Take the line containing "Place one keypoint on each instance of the pine tree" and every line after it in the data below, and print them exactly as given, with nothing else.

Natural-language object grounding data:
*** Begin section ***

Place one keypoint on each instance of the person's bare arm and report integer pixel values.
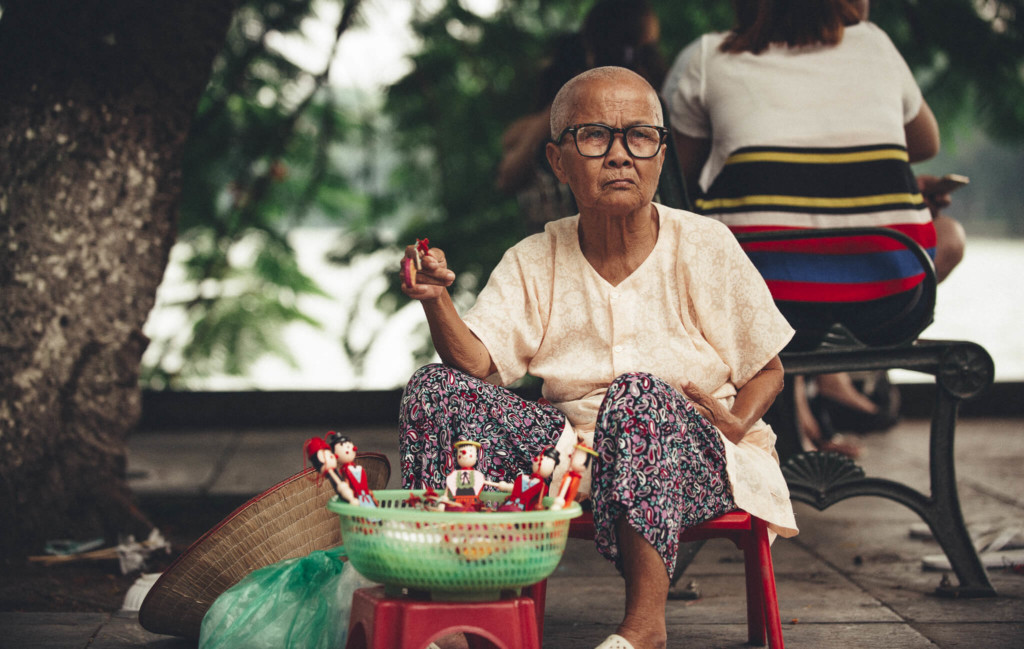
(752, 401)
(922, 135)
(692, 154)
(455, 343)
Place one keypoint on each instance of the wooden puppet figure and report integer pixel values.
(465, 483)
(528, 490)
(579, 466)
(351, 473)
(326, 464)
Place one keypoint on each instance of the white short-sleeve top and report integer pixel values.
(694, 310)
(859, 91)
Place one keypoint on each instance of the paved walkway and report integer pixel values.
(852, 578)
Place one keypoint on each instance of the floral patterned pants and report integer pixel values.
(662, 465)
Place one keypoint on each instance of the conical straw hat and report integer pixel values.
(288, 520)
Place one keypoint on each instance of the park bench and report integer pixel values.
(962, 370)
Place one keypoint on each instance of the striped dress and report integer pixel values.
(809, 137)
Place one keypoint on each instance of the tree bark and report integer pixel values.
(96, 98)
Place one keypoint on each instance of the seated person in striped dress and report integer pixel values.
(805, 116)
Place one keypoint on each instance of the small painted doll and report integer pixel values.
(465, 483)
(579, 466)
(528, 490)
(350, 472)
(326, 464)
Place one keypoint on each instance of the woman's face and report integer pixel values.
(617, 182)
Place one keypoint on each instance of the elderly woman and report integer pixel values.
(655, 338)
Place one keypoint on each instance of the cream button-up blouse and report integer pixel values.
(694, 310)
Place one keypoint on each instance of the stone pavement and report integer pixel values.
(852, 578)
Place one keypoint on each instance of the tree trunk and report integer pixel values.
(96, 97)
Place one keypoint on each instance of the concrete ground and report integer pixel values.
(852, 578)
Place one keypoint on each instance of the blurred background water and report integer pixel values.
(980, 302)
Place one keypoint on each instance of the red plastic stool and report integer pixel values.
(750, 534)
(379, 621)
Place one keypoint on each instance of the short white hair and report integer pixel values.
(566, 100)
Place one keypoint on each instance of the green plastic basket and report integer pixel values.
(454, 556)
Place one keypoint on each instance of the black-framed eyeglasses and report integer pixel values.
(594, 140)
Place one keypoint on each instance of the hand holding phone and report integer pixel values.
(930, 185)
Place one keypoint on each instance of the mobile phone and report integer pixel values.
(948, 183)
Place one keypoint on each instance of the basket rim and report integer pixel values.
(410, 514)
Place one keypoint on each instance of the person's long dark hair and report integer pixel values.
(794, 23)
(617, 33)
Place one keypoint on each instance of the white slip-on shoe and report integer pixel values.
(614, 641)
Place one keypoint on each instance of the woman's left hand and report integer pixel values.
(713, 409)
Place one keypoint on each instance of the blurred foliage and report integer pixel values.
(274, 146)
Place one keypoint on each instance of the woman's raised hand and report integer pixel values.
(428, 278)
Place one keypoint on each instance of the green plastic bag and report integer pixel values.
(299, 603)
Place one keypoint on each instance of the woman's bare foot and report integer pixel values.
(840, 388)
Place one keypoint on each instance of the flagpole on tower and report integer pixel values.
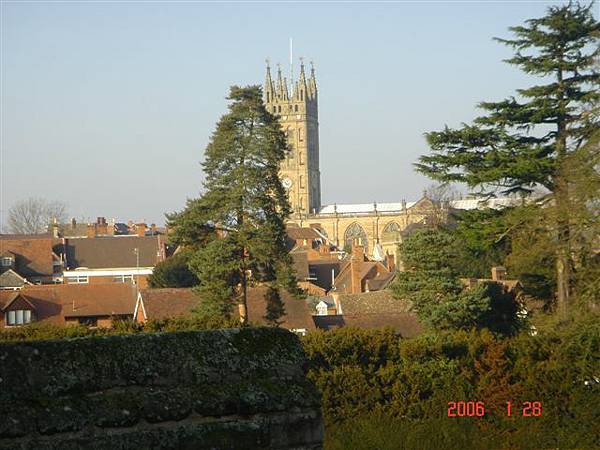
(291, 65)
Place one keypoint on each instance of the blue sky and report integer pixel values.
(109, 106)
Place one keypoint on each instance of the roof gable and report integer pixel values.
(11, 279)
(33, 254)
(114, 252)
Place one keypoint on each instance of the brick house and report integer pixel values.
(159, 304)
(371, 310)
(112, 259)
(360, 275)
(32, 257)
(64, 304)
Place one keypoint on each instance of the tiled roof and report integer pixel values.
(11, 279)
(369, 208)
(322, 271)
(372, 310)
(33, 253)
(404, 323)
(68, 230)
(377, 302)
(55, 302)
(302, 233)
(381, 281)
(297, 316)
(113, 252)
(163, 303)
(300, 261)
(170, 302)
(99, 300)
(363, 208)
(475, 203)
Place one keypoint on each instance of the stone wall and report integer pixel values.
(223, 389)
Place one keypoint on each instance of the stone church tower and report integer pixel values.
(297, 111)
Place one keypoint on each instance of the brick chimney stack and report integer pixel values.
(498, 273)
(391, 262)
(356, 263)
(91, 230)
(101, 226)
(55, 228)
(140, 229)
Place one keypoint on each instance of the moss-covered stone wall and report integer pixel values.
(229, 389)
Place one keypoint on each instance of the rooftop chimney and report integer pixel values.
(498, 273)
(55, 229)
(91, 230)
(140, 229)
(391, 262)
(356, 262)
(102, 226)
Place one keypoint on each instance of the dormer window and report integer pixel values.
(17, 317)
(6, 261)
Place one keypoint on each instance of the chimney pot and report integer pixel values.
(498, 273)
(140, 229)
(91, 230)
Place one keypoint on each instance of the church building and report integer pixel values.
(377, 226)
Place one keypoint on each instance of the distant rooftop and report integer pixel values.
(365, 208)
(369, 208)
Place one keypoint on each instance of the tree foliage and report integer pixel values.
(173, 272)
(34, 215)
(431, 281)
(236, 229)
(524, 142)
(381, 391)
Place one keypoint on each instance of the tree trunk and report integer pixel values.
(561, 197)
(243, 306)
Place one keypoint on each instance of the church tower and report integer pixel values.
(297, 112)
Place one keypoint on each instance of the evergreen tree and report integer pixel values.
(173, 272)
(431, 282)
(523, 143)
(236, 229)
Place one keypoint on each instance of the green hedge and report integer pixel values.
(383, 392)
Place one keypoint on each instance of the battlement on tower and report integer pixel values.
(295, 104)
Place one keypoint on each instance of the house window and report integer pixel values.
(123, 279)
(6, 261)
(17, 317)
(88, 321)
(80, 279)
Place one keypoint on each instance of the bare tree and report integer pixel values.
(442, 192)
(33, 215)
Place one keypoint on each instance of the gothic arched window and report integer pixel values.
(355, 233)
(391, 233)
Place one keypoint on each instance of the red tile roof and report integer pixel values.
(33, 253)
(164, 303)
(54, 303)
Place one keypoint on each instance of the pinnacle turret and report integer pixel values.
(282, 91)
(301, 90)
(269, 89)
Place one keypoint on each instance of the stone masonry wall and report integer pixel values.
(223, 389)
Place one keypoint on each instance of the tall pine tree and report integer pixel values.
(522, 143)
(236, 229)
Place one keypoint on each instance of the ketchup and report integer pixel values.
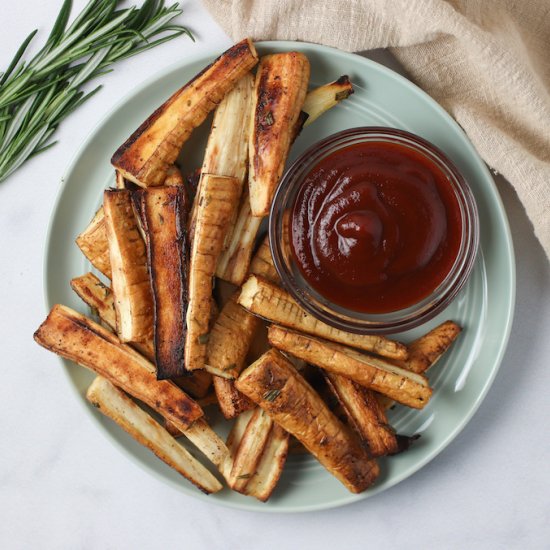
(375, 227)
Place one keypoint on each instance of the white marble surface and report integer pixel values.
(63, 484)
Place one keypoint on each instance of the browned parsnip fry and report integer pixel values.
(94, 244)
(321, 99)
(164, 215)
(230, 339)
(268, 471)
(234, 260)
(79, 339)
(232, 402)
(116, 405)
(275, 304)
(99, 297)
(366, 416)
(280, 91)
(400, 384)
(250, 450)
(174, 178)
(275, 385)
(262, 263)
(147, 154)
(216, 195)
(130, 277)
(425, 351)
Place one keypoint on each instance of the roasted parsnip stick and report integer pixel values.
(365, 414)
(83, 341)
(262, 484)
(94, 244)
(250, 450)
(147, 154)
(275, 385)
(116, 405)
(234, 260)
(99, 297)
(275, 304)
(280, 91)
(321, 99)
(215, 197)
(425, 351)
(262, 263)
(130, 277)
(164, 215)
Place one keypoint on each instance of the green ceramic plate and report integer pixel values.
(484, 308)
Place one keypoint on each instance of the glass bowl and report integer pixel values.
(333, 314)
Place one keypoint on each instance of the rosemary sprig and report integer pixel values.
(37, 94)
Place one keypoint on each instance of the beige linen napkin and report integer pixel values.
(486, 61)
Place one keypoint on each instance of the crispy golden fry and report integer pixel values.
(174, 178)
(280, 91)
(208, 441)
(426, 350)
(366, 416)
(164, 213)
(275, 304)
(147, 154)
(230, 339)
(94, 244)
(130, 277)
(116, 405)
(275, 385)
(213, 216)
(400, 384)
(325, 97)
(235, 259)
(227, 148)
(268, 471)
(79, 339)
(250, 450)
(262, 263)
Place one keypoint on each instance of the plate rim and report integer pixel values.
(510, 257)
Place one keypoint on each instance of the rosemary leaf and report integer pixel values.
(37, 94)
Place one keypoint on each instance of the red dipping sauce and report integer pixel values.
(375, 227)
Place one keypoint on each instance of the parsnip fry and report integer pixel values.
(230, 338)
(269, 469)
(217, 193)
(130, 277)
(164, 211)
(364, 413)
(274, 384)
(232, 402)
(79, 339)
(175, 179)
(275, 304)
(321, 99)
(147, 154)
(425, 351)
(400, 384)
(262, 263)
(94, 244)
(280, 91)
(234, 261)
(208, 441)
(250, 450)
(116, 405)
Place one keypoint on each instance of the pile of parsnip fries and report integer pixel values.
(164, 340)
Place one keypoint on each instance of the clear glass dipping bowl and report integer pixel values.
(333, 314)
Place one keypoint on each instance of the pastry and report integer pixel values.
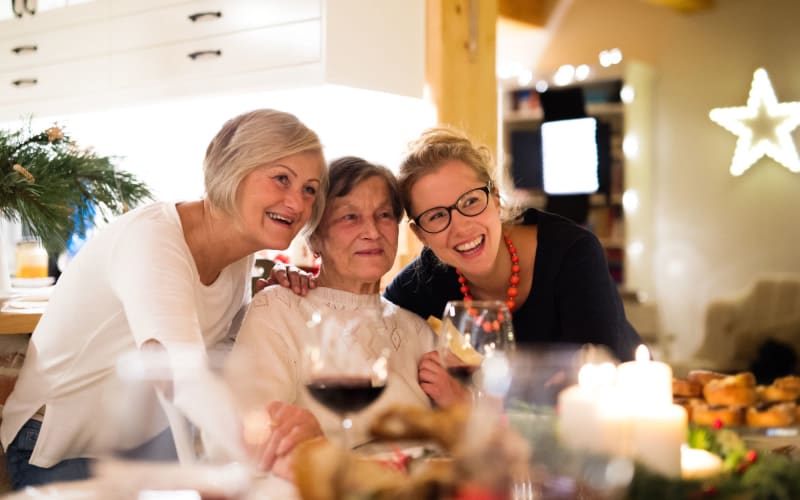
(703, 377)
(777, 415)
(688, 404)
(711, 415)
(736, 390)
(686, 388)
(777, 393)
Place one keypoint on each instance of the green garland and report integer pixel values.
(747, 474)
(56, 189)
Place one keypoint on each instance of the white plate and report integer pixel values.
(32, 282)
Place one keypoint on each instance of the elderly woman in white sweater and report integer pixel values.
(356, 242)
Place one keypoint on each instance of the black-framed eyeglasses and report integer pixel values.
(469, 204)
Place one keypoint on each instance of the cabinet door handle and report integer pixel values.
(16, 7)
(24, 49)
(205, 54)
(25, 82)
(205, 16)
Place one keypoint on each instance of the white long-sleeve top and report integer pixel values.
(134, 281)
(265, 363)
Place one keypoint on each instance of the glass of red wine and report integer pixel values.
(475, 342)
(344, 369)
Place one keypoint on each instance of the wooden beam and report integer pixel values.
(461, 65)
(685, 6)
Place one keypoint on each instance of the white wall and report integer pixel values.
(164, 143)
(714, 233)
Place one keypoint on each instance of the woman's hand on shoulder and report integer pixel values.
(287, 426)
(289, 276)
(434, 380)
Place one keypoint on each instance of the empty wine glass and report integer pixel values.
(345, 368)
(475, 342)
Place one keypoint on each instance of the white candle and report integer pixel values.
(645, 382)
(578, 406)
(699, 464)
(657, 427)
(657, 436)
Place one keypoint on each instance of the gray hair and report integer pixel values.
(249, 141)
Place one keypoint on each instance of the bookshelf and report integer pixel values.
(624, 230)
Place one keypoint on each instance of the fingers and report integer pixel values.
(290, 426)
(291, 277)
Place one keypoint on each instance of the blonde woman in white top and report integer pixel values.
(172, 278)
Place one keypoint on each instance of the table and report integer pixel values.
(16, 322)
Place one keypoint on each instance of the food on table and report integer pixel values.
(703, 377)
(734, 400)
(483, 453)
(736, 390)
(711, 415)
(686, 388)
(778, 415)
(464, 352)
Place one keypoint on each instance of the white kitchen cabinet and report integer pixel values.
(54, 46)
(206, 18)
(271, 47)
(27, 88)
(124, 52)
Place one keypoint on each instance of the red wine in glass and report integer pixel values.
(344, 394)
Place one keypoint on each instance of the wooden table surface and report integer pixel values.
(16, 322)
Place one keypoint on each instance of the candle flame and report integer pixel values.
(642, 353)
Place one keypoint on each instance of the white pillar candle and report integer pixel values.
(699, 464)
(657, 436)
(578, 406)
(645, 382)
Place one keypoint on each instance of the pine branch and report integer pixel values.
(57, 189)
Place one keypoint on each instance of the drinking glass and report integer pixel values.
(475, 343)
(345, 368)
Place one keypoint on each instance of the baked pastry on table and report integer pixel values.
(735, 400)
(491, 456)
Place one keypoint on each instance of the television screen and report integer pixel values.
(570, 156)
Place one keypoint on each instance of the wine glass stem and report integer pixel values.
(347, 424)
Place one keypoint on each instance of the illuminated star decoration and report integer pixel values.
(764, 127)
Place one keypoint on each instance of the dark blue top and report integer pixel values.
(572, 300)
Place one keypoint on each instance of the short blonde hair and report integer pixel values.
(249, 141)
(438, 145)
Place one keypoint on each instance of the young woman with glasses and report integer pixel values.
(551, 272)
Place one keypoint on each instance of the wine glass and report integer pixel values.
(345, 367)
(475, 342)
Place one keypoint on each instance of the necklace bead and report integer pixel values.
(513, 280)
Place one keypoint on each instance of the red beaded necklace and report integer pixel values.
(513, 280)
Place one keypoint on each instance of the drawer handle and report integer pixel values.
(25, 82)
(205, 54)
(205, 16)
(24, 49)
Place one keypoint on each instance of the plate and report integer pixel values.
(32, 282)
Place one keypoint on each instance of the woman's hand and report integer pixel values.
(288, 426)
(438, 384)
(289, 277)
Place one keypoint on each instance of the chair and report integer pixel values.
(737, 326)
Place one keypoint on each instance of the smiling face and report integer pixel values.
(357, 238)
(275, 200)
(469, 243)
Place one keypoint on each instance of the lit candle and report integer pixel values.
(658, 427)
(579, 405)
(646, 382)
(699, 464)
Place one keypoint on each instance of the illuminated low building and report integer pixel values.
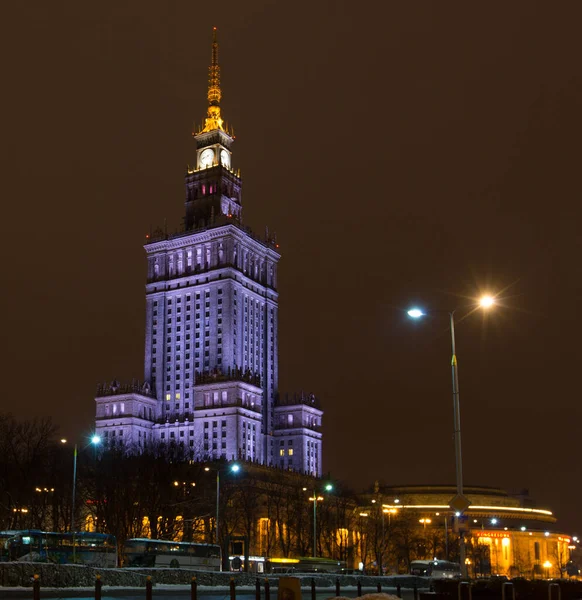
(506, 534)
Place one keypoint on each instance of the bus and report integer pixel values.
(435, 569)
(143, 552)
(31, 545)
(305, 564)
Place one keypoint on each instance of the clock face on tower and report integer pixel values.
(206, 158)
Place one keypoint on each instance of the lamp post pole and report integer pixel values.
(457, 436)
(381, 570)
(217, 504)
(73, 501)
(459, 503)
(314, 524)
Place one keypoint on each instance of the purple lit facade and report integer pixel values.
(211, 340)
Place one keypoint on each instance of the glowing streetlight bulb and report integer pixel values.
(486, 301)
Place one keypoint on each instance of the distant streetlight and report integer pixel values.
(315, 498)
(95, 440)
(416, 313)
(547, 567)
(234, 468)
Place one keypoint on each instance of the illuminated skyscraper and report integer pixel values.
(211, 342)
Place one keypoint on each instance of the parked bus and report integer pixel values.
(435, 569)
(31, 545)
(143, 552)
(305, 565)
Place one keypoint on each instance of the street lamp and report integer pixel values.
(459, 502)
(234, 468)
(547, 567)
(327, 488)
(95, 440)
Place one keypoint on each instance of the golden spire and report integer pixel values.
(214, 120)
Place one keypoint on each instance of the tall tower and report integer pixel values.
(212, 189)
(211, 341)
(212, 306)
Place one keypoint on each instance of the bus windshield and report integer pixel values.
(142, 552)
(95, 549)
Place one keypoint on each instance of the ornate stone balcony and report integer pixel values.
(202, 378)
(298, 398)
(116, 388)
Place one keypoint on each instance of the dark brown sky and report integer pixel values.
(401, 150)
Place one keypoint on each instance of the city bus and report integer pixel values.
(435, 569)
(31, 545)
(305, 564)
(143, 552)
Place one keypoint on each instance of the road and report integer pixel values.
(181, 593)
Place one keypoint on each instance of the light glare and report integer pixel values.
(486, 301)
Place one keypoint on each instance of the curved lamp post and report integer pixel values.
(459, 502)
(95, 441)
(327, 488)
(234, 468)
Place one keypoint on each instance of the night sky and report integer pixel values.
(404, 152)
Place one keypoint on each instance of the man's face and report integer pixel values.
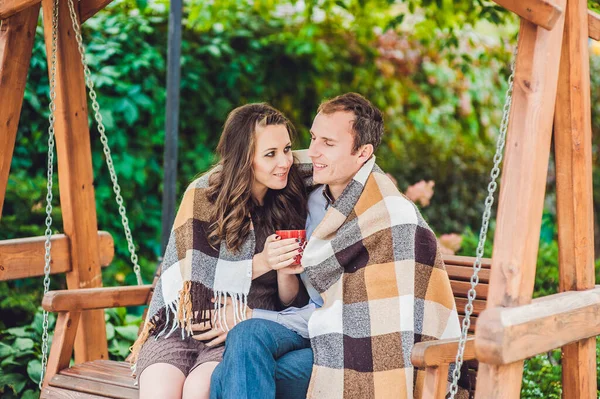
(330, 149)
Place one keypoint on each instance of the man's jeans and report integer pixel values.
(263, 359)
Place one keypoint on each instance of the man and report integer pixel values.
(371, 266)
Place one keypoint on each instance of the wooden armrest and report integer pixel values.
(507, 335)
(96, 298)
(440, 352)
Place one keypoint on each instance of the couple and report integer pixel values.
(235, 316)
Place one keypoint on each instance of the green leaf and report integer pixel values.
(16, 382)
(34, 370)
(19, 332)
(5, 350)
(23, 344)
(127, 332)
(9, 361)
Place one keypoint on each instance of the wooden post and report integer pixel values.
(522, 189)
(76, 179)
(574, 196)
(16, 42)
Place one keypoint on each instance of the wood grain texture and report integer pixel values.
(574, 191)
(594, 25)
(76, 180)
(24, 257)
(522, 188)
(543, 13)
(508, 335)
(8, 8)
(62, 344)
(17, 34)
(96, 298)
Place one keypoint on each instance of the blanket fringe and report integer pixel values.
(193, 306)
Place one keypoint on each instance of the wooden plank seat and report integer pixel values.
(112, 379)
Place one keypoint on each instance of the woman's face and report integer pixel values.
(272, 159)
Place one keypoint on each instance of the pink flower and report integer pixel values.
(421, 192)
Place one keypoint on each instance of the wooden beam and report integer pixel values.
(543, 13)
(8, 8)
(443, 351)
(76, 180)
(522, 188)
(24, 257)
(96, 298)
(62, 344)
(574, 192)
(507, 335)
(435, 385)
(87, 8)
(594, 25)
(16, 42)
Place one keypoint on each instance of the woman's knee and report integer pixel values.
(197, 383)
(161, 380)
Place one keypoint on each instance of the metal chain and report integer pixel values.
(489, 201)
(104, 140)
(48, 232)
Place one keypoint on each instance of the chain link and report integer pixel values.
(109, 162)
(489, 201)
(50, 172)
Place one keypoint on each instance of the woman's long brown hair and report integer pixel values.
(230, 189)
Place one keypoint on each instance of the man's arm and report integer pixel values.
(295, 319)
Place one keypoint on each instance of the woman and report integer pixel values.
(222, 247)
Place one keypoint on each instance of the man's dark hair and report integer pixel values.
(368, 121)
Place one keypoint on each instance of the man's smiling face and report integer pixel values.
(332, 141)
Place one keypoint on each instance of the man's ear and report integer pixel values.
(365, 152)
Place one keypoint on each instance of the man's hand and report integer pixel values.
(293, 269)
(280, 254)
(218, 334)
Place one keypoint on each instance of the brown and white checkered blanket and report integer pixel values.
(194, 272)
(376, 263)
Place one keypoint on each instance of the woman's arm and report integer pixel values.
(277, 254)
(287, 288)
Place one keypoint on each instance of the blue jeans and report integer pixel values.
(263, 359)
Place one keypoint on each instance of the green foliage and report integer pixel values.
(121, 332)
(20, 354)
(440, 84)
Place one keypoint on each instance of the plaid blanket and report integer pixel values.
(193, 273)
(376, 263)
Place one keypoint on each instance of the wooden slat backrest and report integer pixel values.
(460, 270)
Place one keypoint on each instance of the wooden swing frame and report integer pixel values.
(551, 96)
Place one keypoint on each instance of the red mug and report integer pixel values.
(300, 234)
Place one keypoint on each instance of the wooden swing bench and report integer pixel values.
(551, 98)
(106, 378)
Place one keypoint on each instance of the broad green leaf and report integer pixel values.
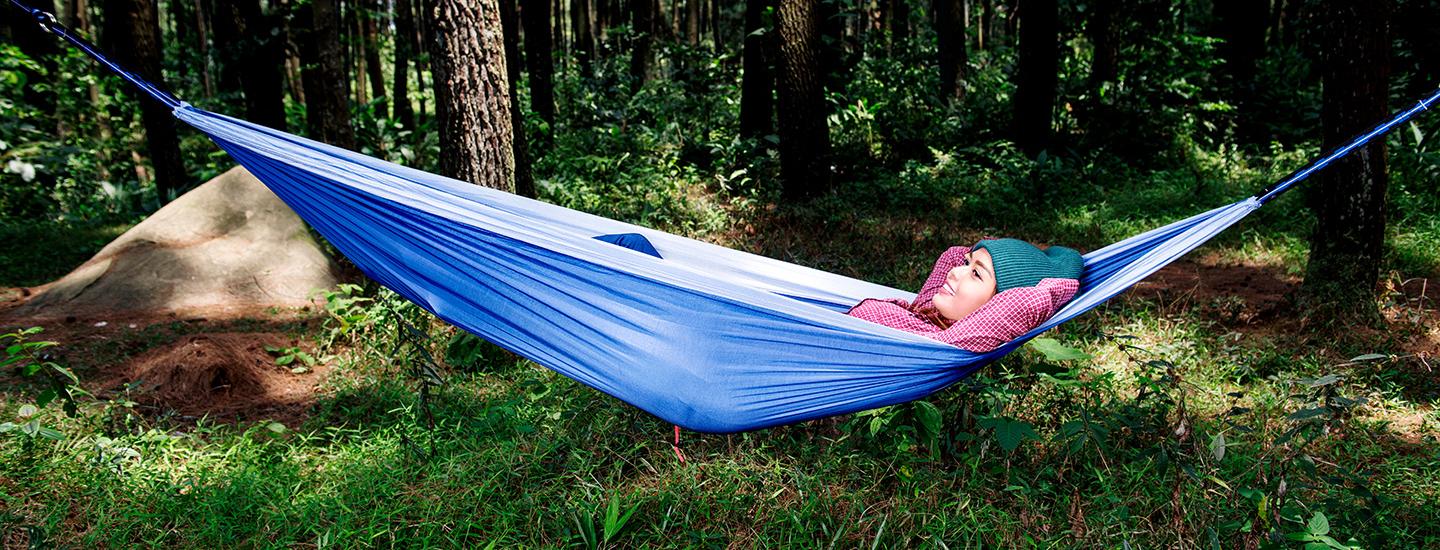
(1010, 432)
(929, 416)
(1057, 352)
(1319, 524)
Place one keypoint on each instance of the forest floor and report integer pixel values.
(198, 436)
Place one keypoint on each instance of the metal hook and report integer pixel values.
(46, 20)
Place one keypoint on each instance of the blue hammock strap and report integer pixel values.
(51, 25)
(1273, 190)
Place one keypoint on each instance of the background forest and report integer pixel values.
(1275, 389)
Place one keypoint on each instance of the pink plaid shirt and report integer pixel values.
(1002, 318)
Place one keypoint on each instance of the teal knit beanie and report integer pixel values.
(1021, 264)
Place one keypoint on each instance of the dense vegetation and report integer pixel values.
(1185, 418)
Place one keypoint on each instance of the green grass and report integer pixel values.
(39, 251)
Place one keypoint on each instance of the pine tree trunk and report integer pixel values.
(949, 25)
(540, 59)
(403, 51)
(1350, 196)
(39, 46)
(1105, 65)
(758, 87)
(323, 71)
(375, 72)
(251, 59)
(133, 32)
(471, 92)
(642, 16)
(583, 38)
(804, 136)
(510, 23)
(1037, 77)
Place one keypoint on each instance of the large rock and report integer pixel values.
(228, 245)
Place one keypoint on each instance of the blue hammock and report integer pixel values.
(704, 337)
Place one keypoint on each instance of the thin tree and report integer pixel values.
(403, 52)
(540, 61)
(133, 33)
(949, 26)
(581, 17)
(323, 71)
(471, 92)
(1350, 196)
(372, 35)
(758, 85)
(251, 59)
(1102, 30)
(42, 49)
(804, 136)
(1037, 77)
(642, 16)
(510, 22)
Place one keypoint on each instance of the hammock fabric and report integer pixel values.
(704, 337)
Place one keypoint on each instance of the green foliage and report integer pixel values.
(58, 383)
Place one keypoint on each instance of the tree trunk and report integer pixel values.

*** End section ***

*Solution*:
Place one keypoint on each instance of the pine tree trunk and report integer pixel values.
(949, 25)
(540, 59)
(403, 51)
(1350, 196)
(39, 46)
(1105, 65)
(758, 87)
(323, 71)
(375, 72)
(251, 59)
(133, 32)
(471, 92)
(642, 16)
(583, 38)
(804, 136)
(510, 23)
(1037, 77)
Place one keypoint on each instance of the large rock and report integer pixel values.
(228, 245)
Place one keypoint on each instance of the blue hammock and report integer pixel values.
(704, 337)
Place one keypoint on each instance of the thin tree and report integer pixel values.
(403, 52)
(540, 61)
(133, 33)
(949, 26)
(581, 17)
(323, 71)
(471, 92)
(1350, 196)
(372, 35)
(758, 85)
(251, 59)
(1102, 30)
(42, 49)
(804, 136)
(1037, 77)
(642, 16)
(510, 22)
Place one keypoint on each instance of the hammock fabric and report integer pixel values.
(704, 337)
Place one keypoint on each instance of the green foliage and report integer pixel values.
(58, 383)
Place one keypoint on each instance of the tree trunk and report integer pixel values.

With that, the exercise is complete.